[Image location labeling entries]
━━━━━━
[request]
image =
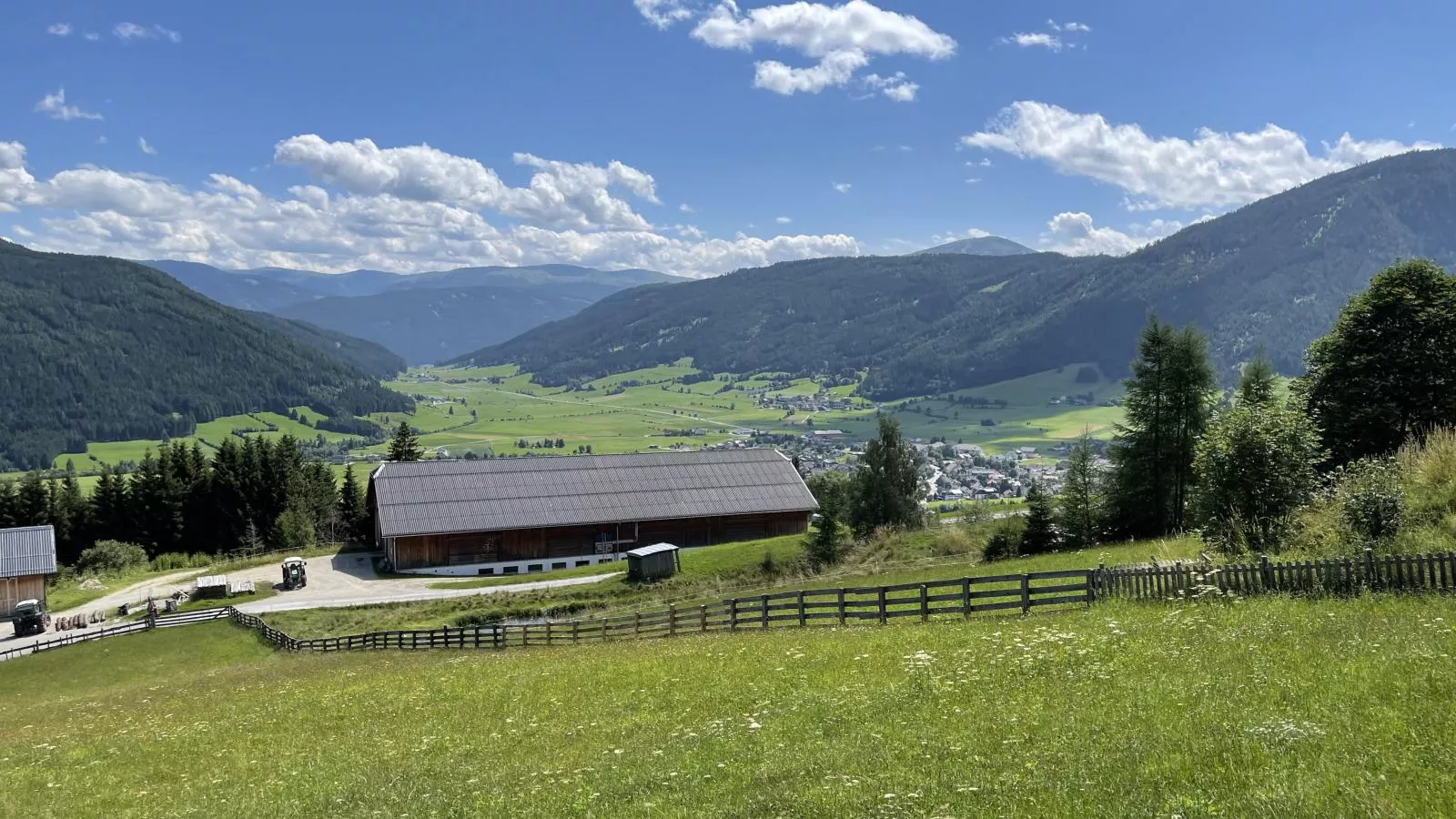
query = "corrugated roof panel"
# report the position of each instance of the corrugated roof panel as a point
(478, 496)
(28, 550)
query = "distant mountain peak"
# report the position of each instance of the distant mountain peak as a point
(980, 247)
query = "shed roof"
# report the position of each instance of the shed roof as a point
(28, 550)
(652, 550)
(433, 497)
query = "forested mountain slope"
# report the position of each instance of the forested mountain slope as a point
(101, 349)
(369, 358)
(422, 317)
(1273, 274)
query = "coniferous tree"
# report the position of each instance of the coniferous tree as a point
━━━━━━
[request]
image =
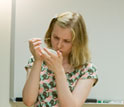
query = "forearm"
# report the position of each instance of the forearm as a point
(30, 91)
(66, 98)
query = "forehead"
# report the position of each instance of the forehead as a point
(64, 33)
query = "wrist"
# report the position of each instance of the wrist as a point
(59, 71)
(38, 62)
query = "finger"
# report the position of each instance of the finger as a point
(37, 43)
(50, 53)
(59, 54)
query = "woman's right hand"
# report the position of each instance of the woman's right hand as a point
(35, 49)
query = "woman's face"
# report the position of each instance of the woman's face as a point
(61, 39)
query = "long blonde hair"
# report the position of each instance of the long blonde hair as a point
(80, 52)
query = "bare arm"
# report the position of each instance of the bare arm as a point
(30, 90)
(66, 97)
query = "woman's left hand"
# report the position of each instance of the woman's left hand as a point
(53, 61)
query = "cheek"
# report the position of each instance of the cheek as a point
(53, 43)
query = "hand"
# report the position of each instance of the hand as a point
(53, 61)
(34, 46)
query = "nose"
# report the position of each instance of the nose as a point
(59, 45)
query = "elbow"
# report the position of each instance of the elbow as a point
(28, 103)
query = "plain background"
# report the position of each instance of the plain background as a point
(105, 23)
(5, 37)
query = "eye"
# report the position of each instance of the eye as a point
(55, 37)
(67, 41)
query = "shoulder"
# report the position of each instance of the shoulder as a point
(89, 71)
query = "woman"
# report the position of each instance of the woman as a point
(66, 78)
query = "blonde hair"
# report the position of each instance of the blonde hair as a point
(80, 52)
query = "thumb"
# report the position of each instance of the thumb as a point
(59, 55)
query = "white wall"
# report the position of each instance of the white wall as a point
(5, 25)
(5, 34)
━━━━━━
● **Problem details**
Identify every line of the listing above that contains the string "long", and copy each of those lines.

● **Task solution**
query = "long blonde hair"
# report the position of each instance of the long blonde hair as a point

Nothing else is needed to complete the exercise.